__Rows of box annotation data__:
● ● ●

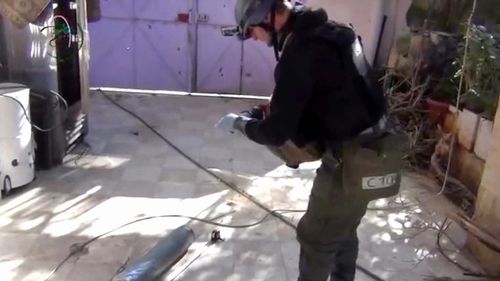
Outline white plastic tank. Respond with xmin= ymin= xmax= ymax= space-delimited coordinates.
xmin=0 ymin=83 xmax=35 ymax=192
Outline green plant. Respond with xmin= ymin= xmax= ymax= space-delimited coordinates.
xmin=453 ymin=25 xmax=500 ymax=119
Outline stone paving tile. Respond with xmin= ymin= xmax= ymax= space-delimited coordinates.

● ● ●

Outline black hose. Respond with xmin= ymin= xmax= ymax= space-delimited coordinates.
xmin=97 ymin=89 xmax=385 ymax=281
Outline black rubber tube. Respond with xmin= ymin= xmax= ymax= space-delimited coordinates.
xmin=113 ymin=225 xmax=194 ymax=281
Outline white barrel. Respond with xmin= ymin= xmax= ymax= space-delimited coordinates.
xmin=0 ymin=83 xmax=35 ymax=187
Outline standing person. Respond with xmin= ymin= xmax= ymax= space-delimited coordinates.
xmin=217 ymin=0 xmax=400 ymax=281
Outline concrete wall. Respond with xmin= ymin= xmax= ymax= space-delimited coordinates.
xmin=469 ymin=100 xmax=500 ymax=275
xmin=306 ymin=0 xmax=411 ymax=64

● ● ●

__EXERCISE__: Copy the rows from the one containing "Outline black rubber" down to the one containing "xmin=306 ymin=0 xmax=411 ymax=64", changing "white barrel" to "white drum" and leaving everything else as it is.

__OUTPUT OF THE TASK__:
Outline black rubber tube. Respond with xmin= ymin= xmax= ymax= space-delimited coordinates.
xmin=113 ymin=225 xmax=194 ymax=281
Outline white drum. Respond with xmin= ymin= xmax= ymax= space-delimited coordinates.
xmin=0 ymin=83 xmax=35 ymax=187
Outline standing person. Respond with xmin= ymin= xmax= ymax= space-delimited coordinates.
xmin=217 ymin=0 xmax=400 ymax=281
Outline concrete wall. Respond with xmin= ymin= xmax= ymax= space-delimited coordinates.
xmin=469 ymin=100 xmax=500 ymax=275
xmin=306 ymin=0 xmax=411 ymax=64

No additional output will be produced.